→ **Requirements**
Reproduce the "Boy Blue" single entry word for word, everything from "Eldorado track listing" down to "1974 album Eldorado.".

→ **Selected extract**
— Begin —
Single by Electric Light Orchestra

from the album Eldorado
- B-side: "Eldorado"
- Released: April 1975 (US)
- Recorded: 1974 De Lane Lea Studios
- Genre: Art rock; symphonic rock;
- Length: 5:19 (Album version) 4:13 (US single edit)
- Label: United Artists
- Songwriter: Jeff Lynne
- Producer: Jeff Lynne

Electric Light Orchestra singles chronology
| "Can't Get It Out of My Head" (1974) | "Boy Blue" (1975) | "Evil Woman" (1975) |

Eldorado track listing
- 10 tracks Side one "Eldorado Overture"; "Can't Get It Out of My Head"; "Boy Blue"; "Laredo Tornado"; "Poor Boy (The Greenwood)"; Side two "Mister Kingdom"; "Nobody's Child"; "Illusions in G Major"; "Eldorado"; "Eldorado Finale";

= Boy Blue (Electric Light Orchestra song) =

"Boy Blue" is a song written by Jeff Lynne and performed by the Electric Light Orchestra (ELO) which first appeared as the third track from their 1974 album Eldorado.
— End —
[Dataset items]
— Begin —
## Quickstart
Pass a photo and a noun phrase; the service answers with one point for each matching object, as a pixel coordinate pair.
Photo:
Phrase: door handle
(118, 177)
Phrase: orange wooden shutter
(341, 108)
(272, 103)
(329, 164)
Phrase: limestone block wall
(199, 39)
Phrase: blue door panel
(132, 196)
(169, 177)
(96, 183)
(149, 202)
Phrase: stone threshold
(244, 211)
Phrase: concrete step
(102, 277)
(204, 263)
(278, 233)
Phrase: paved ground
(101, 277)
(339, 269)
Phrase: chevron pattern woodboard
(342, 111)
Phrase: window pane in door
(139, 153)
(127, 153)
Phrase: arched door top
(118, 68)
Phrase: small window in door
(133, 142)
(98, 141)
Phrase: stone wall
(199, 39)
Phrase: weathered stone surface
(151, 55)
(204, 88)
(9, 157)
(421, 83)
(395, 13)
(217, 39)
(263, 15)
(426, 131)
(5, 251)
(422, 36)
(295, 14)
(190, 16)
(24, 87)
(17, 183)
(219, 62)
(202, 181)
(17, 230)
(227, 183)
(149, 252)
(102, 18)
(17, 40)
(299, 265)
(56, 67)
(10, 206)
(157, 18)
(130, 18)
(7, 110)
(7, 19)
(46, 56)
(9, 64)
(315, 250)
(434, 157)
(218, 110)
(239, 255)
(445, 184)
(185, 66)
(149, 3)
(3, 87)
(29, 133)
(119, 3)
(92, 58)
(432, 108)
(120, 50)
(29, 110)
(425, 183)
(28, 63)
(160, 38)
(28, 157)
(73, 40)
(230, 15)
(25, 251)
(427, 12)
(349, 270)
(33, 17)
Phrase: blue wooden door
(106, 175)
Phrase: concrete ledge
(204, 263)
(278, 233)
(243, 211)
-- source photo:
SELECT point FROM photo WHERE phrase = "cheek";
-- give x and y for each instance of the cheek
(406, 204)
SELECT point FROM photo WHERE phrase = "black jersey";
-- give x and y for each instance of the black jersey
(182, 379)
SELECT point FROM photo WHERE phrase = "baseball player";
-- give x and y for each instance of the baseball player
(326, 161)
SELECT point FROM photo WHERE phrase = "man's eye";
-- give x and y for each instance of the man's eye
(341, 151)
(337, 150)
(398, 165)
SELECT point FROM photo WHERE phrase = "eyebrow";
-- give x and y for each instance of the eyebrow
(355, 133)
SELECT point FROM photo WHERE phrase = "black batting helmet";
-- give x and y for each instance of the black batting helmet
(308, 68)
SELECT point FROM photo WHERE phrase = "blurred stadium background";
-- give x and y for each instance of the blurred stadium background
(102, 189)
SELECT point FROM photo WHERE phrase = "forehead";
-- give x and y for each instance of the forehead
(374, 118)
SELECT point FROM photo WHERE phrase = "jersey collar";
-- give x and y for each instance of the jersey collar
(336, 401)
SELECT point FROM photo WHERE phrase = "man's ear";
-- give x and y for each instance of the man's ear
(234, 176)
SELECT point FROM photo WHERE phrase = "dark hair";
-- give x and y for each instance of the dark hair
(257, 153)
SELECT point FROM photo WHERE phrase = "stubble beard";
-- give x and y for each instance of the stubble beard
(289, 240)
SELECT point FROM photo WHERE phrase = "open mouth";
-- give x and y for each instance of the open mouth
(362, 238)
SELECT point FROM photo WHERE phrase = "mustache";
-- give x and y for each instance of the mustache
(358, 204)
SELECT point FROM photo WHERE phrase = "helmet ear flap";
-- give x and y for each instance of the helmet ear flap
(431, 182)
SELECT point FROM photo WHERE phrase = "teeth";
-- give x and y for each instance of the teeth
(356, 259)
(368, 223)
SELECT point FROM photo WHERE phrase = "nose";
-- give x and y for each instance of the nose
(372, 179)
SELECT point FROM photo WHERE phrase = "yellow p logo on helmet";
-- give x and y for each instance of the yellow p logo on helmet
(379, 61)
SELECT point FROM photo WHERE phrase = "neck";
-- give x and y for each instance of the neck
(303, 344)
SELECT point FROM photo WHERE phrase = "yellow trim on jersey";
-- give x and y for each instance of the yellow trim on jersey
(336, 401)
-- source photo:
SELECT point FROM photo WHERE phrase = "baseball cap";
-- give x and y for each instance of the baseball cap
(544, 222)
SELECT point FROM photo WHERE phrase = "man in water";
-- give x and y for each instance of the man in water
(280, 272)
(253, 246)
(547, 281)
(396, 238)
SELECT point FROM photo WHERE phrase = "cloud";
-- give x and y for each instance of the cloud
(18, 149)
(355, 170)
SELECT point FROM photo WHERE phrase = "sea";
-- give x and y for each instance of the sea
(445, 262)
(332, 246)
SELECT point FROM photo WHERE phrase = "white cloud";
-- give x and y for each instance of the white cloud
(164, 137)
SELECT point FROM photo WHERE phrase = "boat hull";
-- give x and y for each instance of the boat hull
— End —
→ **Solution**
Eldorado track listing
- 10 tracks Side one "Eldorado Overture"; "Can't Get It Out of My Head"; "Boy Blue"; "Laredo Tornado"; "Poor Boy (The Greenwood)"; Side two "Mister Kingdom"; "Nobody's Child"; "Illusions in G Major"; "Eldorado"; "Eldorado Finale";

= Boy Blue (Electric Light Orchestra song) =

"Boy Blue" is a song written by Jeff Lynne and performed by the Electric Light Orchestra (ELO) which first appeared as the third track from their 1974 album Eldorado.